Using the material below, print the line that contains "Mark the antenna on roof with a point.", the line that contains "Mark the green hillside with a point.", and every line in between, exactly and nothing else.

= = = = = = =

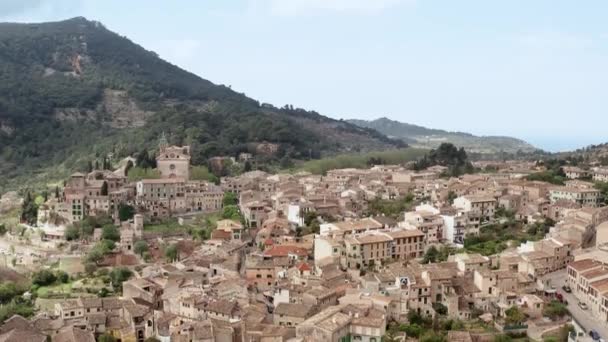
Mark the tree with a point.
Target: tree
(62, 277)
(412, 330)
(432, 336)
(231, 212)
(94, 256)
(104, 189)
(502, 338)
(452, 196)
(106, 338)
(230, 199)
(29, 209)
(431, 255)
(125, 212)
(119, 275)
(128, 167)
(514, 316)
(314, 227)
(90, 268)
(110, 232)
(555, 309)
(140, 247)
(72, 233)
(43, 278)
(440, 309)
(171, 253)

= = = = = = =

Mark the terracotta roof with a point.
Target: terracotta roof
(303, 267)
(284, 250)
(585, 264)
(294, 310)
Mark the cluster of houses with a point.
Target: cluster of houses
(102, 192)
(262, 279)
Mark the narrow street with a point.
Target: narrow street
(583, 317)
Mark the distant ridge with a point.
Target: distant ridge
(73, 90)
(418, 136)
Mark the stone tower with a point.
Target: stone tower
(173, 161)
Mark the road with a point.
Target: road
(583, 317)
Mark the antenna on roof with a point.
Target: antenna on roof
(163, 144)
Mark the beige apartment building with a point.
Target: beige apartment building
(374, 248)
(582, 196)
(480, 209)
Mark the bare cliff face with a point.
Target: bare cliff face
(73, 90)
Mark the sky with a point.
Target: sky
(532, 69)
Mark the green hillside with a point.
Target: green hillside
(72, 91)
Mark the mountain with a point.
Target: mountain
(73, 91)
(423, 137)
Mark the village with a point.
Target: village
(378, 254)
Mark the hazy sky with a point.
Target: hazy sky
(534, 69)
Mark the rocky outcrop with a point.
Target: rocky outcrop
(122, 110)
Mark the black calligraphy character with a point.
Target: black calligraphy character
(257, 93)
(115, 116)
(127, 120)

= = = = = = =

TASK OUTPUT.
Mark the antenna on roof with a point.
Target: antenna on roof
(163, 144)
Mark the beige apartment building with a point.
Target: beige apartment building
(374, 248)
(582, 196)
(480, 209)
Mark the bare cliff face with a point.
Target: bare cliff face
(73, 90)
Mark the sky with a point.
Target: sky
(532, 69)
Mark the green hillside with a point.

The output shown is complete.